Work to do: Copy the tree-pruning walkthrough below word for word, from its first line to its last.

Page:
OK. Now let’s prune our full tree to include only the species in our list. To do that we also need to remember that our list and original tree file used different label conventions (as previously described), so we can use grep to permit partial matching.

pruned.mammal_tree<-keep.tip(mammal_tree,
  mammal_tree$tip.label[sapply(spp,grep,
  x=mammal_tree$tip.label)])
pruned.mammal_tree
## 
## Phylogenetic tree with 62 tips and 59 internal nodes.
## 
## Tip labels:
##   Heliosciurus_rufobrachium, Tamias_striatus_SCIURIDAE_RODENTIA, Marmota_monax_SCIURIDAE_RODENTIA, Urocitellus_richardsonii_SCIURIDAE_RODENTIA, Urocitellus_parryii_SCIURIDAE_RODENTIA, Ammospermophilus_leucurus_SCIURIDAE_RODENTIA, ...
## 
## Rooted; includes branch lengths.

Finally, let’s update our tip labels as follows.

tip_labels<-sapply(strsplit(pruned.mammal_tree$tip.label,"_"),
  function(x) paste(x[1:2],collapse="_"))
pruned.mammal_tree$tip.label<-tip_labels

How did we do?

plotTree(pruned.mammal_tree,ftype="i",fsize=0.7,
  direction="upwards",offset=1)

plot of chunk unnamed-chunk-18

Not bad.

Finally, here’s something for Twitter: a plot showing our “extracted” tree on top of the original phylogeny (but reduced to include only the descendants of the MRCA of the taxa in our list).

Rows:
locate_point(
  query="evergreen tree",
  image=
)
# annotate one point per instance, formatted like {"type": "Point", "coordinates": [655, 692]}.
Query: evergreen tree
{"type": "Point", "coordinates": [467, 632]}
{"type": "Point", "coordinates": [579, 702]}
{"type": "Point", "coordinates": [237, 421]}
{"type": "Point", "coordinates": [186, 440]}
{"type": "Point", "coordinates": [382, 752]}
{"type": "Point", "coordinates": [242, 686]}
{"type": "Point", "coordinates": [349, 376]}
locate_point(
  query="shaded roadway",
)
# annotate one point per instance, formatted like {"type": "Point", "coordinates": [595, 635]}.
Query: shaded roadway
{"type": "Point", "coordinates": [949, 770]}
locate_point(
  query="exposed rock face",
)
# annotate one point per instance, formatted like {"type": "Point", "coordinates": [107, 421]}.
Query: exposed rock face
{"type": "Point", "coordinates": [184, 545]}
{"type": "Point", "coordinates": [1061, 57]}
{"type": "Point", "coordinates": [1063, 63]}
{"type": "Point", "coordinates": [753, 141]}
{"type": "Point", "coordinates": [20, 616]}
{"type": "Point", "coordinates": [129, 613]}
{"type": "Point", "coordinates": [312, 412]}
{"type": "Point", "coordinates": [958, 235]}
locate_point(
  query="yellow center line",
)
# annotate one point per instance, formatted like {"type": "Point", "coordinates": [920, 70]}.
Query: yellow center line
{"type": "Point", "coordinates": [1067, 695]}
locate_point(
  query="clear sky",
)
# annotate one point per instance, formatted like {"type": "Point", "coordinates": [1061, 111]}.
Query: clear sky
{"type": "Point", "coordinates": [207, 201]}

...

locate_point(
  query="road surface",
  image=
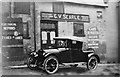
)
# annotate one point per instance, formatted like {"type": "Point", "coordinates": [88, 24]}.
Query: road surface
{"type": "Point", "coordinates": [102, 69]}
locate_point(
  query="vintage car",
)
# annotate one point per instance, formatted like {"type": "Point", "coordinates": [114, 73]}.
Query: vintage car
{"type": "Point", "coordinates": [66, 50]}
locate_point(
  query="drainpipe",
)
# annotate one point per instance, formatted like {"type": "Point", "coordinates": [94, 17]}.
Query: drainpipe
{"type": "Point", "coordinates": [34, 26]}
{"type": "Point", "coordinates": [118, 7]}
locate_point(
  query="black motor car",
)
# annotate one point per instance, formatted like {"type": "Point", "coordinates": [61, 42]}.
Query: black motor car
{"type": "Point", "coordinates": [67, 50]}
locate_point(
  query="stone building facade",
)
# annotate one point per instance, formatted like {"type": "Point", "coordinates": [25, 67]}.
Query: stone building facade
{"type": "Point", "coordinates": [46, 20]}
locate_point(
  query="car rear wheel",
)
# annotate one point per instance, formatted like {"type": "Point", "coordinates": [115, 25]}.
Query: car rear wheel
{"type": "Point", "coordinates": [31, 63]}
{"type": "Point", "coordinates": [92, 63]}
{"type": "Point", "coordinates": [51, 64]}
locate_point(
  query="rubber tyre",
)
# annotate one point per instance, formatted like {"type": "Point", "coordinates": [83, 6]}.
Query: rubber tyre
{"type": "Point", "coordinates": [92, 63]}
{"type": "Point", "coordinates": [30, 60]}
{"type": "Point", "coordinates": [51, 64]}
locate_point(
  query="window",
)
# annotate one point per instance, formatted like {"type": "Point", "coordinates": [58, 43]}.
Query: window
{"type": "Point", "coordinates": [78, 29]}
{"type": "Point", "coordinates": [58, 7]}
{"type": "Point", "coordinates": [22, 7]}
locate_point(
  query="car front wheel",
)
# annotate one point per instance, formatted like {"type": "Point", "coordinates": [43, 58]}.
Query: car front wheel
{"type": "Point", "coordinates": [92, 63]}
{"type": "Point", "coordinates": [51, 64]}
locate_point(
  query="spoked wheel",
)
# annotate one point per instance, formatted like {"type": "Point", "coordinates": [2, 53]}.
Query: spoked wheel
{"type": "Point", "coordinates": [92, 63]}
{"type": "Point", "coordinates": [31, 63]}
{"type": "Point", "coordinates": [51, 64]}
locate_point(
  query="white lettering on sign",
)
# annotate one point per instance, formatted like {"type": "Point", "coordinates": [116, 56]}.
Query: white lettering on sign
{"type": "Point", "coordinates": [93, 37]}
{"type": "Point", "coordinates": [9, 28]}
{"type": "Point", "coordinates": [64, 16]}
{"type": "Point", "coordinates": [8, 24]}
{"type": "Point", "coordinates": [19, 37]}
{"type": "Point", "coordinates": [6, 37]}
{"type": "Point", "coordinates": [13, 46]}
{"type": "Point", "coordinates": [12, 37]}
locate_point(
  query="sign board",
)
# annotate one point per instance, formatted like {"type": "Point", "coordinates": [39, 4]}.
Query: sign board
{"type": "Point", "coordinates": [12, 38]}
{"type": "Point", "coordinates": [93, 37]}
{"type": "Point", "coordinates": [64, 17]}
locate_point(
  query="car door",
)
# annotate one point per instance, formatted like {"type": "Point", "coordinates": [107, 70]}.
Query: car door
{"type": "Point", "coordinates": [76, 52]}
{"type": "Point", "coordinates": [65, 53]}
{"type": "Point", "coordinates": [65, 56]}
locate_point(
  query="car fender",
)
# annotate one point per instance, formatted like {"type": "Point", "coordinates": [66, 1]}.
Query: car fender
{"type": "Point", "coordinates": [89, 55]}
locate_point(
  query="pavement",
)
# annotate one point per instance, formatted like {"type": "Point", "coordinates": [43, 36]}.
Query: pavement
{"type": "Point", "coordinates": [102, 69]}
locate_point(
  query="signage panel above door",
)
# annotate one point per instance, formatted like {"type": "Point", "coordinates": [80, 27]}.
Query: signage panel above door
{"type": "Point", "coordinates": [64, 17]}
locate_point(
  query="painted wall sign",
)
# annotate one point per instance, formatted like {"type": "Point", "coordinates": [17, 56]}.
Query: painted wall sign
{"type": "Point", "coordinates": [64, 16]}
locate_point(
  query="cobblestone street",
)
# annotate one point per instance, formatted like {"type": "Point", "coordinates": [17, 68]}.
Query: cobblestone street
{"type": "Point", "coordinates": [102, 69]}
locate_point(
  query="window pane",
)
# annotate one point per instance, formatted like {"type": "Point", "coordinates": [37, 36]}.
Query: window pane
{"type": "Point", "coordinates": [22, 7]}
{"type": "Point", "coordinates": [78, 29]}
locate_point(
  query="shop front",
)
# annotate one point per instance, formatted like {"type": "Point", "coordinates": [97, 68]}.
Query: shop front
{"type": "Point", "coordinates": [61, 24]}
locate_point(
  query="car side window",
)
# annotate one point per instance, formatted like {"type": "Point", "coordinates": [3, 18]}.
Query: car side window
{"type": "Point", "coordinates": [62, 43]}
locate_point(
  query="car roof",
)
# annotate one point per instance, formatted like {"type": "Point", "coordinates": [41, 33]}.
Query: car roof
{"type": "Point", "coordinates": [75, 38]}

Problem solution:
OK. Now let’s prune our full tree to include only the species in our list. To do that we also need to remember that our list and original tree file used different label conventions (as previously described), so we can use grep to permit partial matching.

pruned.mammal_tree<-keep.tip(mammal_tree,
  mammal_tree$tip.label[sapply(spp,grep,
  x=mammal_tree$tip.label)])
pruned.mammal_tree
## 
## Phylogenetic tree with 62 tips and 59 internal nodes.
## 
## Tip labels:
##   Heliosciurus_rufobrachium, Tamias_striatus_SCIURIDAE_RODENTIA, Marmota_monax_SCIURIDAE_RODENTIA, Urocitellus_richardsonii_SCIURIDAE_RODENTIA, Urocitellus_parryii_SCIURIDAE_RODENTIA, Ammospermophilus_leucurus_SCIURIDAE_RODENTIA, ...
## 
## Rooted; includes branch lengths.

Finally, let’s update our tip labels as follows.

tip_labels<-sapply(strsplit(pruned.mammal_tree$tip.label,"_"),
  function(x) paste(x[1:2],collapse="_"))
pruned.mammal_tree$tip.label<-tip_labels

How did we do?

plotTree(pruned.mammal_tree,ftype="i",fsize=0.7,
  direction="upwards",offset=1)

plot of chunk unnamed-chunk-18

Not bad.

Finally, here’s something for Twitter: a plot showing our “extracted” tree on top of the original phylogeny (but reduced to include only the descendants of the MRCA of the taxa in our list).